── SUPPLIED RECORDS
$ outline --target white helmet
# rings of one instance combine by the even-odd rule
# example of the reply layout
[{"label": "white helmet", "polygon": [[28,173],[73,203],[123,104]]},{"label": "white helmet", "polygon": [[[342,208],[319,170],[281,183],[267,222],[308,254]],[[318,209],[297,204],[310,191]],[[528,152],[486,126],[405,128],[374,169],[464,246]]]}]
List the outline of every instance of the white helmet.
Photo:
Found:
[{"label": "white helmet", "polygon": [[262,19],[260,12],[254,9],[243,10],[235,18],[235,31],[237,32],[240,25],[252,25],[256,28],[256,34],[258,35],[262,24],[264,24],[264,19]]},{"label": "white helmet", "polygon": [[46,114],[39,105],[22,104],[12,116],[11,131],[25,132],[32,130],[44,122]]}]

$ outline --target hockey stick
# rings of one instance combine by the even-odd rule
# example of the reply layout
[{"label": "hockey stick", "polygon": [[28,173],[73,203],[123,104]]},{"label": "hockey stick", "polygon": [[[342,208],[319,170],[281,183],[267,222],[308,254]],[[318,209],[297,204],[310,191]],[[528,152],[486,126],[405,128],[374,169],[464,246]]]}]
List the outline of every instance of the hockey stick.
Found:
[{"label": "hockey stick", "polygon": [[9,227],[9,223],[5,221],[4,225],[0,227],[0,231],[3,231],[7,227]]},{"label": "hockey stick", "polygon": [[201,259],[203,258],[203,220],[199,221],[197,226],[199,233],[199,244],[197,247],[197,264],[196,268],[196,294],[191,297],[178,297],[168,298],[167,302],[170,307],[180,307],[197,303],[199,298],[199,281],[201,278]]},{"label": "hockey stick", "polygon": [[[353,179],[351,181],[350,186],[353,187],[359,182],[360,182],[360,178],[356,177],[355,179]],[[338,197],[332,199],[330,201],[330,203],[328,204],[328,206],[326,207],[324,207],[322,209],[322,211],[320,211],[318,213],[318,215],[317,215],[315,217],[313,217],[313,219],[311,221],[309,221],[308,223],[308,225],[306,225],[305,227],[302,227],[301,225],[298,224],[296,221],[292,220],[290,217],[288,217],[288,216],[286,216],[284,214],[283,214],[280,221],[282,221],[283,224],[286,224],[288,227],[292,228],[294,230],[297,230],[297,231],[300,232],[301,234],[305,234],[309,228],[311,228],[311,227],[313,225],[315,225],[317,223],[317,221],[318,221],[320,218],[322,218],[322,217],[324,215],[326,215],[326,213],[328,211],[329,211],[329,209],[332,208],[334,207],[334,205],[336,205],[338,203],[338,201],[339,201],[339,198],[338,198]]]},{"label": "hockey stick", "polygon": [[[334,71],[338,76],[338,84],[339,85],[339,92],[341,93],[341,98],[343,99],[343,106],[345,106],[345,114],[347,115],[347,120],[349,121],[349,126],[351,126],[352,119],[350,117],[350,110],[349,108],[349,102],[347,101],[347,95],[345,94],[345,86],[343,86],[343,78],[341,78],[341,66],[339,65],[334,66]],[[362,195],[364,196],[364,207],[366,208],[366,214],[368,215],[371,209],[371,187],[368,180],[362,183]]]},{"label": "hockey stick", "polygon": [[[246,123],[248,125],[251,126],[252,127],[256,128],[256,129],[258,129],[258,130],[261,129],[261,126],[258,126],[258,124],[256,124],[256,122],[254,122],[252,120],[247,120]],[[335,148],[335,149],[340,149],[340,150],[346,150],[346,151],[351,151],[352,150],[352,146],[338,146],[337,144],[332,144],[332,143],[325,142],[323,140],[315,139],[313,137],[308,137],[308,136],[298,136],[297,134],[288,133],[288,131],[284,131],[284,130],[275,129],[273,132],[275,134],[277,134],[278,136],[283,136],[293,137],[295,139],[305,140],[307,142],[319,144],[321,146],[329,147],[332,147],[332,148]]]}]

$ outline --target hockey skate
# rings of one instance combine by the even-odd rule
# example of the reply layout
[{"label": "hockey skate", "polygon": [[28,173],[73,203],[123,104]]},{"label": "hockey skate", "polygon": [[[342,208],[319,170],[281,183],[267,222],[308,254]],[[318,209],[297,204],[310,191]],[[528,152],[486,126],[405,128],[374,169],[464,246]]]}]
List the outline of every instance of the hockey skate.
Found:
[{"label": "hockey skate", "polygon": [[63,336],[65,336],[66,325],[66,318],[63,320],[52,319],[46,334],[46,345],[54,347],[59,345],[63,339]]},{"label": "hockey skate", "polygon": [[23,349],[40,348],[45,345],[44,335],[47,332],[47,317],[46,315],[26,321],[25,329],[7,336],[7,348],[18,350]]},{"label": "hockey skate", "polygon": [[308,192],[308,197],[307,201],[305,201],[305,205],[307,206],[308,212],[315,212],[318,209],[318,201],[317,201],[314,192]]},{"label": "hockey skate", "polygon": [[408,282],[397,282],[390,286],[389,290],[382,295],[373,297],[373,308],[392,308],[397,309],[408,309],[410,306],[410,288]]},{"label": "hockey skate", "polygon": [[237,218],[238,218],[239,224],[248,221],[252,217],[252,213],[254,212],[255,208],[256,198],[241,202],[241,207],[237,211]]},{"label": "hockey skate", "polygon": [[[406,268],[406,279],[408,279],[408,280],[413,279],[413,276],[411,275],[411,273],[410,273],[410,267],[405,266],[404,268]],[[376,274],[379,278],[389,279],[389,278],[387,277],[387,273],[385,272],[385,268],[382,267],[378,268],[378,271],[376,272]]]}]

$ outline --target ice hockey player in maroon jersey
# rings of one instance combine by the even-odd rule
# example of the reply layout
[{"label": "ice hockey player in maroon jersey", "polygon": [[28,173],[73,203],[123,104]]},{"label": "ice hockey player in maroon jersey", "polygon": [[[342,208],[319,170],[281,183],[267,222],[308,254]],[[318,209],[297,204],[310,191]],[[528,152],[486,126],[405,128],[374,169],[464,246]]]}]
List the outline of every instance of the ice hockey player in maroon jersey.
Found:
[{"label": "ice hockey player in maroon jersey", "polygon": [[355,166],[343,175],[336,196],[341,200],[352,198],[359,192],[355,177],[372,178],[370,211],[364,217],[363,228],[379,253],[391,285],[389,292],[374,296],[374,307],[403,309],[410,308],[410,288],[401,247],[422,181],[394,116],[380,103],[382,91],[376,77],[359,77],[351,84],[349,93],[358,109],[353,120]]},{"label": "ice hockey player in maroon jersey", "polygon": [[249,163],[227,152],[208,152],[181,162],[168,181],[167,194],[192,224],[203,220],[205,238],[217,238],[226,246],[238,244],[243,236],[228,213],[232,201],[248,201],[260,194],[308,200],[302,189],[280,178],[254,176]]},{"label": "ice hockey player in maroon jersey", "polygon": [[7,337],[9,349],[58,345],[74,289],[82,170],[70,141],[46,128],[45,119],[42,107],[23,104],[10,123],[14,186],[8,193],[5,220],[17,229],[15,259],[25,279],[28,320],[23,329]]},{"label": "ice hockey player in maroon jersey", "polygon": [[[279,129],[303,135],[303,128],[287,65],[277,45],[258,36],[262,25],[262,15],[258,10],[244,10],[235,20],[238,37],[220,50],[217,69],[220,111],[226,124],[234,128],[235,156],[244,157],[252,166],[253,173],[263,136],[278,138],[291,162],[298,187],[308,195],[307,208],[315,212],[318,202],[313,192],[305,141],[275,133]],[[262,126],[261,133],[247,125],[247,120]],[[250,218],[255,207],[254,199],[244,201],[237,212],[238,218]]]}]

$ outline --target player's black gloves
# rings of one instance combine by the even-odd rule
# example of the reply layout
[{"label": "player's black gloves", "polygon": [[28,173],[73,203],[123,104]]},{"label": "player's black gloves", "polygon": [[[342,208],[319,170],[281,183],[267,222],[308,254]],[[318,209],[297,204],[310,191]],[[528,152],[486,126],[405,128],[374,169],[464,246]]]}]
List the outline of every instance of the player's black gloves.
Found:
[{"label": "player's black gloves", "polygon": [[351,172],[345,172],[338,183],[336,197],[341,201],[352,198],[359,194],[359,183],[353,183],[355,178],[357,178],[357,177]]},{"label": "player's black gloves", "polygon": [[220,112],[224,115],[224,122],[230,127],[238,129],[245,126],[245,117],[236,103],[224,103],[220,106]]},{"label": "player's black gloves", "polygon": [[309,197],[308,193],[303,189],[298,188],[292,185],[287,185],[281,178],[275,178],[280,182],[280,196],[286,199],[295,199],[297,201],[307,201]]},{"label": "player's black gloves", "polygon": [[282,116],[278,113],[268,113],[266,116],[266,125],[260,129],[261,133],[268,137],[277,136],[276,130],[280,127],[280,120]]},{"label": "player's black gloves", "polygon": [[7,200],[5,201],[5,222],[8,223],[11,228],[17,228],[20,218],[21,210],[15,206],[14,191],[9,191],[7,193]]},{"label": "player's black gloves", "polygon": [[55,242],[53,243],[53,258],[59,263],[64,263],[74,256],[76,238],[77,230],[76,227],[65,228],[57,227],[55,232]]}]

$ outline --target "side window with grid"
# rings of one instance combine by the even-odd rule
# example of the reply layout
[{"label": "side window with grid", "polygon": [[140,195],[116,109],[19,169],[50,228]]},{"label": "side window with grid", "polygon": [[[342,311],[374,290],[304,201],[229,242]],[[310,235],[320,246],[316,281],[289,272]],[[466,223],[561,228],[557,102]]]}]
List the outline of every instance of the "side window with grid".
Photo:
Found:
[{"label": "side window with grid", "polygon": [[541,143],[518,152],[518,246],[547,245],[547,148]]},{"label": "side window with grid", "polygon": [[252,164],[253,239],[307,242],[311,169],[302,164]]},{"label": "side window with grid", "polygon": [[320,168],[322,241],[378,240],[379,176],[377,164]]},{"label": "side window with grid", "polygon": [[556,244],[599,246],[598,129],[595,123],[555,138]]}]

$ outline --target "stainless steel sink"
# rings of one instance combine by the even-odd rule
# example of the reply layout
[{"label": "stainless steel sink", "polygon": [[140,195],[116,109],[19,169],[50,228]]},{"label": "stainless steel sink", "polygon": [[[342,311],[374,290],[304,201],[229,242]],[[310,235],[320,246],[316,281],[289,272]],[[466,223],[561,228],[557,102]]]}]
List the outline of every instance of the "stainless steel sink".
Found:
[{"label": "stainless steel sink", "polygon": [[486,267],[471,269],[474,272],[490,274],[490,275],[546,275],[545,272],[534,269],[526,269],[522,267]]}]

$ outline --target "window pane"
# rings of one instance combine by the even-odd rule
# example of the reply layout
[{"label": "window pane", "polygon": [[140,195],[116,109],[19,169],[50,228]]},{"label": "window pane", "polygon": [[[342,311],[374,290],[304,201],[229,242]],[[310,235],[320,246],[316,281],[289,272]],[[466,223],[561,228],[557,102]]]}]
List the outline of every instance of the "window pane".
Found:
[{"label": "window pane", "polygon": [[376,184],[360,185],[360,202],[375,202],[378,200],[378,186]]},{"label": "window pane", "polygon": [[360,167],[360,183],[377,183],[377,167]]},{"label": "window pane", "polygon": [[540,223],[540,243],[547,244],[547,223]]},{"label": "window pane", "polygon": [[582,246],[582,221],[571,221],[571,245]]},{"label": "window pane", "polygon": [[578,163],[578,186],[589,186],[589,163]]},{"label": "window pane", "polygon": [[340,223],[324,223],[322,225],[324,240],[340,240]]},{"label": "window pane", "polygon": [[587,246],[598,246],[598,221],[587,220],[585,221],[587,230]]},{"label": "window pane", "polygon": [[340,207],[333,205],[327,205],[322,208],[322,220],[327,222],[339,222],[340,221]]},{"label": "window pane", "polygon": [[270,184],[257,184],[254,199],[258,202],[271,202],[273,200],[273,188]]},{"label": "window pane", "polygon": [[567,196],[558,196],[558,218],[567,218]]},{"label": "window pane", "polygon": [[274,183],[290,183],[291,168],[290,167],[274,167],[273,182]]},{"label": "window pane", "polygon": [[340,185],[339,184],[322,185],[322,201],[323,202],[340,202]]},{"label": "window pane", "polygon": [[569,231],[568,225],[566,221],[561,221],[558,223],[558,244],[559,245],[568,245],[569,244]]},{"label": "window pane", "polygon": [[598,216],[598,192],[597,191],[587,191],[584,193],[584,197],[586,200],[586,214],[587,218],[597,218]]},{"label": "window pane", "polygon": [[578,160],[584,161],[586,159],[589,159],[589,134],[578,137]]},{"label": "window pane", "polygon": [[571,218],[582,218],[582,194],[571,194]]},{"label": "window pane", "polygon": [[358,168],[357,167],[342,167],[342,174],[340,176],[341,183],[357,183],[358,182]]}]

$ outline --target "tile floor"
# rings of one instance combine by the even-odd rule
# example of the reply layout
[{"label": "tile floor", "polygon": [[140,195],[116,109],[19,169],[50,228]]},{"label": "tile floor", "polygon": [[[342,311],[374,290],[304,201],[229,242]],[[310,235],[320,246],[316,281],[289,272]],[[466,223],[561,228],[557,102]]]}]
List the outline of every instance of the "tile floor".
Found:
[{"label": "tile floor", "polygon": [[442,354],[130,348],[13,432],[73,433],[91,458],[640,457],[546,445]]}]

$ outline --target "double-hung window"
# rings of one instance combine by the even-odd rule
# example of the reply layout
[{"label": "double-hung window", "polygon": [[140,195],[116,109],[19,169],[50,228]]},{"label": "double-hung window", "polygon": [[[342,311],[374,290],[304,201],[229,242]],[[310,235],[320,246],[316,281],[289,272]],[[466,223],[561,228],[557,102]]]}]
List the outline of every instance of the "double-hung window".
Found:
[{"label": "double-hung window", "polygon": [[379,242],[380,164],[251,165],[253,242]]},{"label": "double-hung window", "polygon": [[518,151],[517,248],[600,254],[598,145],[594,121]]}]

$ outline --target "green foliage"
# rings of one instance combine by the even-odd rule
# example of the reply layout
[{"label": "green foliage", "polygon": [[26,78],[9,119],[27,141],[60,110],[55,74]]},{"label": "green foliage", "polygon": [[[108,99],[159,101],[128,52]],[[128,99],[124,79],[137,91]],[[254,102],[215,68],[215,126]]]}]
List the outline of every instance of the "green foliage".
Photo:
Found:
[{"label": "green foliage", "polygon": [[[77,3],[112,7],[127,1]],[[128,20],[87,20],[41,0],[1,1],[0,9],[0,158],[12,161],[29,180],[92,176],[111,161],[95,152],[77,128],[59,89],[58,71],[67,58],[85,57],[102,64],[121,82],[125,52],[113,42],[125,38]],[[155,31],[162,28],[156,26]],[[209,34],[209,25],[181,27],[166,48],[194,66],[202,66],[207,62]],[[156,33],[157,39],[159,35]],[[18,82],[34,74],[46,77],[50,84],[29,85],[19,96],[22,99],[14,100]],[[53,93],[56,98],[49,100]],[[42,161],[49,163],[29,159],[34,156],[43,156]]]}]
────
How many lines of the records contain the string "target", with case counting? Give only the number.

FULL ANSWER
11